··· TEXTO EXTRAÍDO ···

El fin de semana pasado fue un fin de semana cinéfilo. En los cines Méliès ―los tengo a cuatro pasos de casa― hacían dos películas que Isabel ya había visto y me había recomendado. Normalmente solo voy al cine cuando ella me lleva, pero en esta ocasión, como no salí a caminar, decidí ir al cine.
El sábado vi Truman (2015), de Cesc Gay. La película gira alrededor de una despedida definitiva. Tomás (Javier Cámara), que vive en Canadá desde hace años, se entera de que a su amigo Julián (Ricardo Darín) se le ha reproducido el cáncer y lo va a visitar a Madrid. La intención es infundirle ánimos, pero cuando llega se encuentra que Julián, ante el mal diagnóstico, ha tomado la decisión de no someterse a ningún tratamiento y resolver los asuntos que tiene pendientes para hacer frente al final. Y aprovecha la presencia del amigo para que le acompañe en este periplo doloroso y emotivo.
Lo que podría resultar un drama lacrimógeno, en muchos momentos toma el aire de comedia y descarga de transcendencia la situación. El espectador agradece este tratamiento y sonríe ante la eventualidad de la muerte. La interpretación de Darín y de Cámara es buena ―les significó el premio ex aequo a la mejor interpretación en el Festival de San Sebastián 2015― y sostiene el peso de la película, basada en el diálogo, expresivos silencios y emociones contenidas. Me gustó.

··· DATOS APORTADOS ···

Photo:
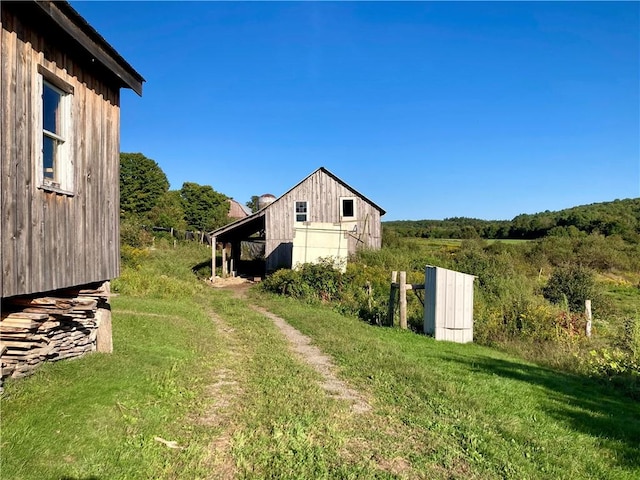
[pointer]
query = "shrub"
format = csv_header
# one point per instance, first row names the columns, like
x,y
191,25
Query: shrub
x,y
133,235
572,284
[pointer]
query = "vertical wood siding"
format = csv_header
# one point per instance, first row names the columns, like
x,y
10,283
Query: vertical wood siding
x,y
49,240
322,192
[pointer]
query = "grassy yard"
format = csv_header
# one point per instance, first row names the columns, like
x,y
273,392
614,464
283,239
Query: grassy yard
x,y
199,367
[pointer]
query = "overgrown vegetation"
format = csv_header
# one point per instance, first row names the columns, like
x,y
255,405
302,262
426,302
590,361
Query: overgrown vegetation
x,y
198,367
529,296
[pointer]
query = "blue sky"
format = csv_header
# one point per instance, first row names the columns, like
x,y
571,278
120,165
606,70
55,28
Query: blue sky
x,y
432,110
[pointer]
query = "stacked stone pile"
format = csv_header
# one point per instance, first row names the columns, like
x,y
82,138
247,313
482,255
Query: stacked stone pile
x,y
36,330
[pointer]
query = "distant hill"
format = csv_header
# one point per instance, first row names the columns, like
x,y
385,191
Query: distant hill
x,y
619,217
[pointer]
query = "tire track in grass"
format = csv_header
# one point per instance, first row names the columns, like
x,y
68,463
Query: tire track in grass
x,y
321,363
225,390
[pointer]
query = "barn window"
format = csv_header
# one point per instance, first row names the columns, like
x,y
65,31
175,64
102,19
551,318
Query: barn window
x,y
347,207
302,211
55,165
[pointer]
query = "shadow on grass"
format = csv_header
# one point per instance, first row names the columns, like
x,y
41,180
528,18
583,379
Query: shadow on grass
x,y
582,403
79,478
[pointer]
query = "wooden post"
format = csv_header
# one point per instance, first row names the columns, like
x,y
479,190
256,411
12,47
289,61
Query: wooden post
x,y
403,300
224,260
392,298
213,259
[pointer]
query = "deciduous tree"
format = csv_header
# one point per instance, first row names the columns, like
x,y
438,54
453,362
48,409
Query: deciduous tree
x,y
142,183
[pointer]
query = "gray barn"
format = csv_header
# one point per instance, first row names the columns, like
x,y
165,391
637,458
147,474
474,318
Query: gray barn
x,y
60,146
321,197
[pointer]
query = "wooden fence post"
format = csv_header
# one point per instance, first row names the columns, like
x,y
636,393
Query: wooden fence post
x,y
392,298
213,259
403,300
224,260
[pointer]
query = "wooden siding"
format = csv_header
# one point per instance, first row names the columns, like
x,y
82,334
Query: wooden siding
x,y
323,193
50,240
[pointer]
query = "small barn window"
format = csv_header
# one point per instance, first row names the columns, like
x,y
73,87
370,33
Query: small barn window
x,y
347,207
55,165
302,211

···

OBJETIVO
¿Puedes devolver, tal cual aparece en la reseña de cine, el fragmento que va desde "Lo que podría" hasta "contenidas. Me gustó."? Las líneas son un material aparte, sin relación con el texto.

SOLUCIÓN
Lo que podría resultar un drama lacrimógeno, en muchos momentos toma el aire de comedia y descarga de transcendencia la situación. El espectador agradece este tratamiento y sonríe ante la eventualidad de la muerte. La interpretación de Darín y de Cámara es buena ―les significó el premio ex aequo a la mejor interpretación en el Festival de San Sebastián 2015― y sostiene el peso de la película, basada en el diálogo, expresivos silencios y emociones contenidas. Me gustó.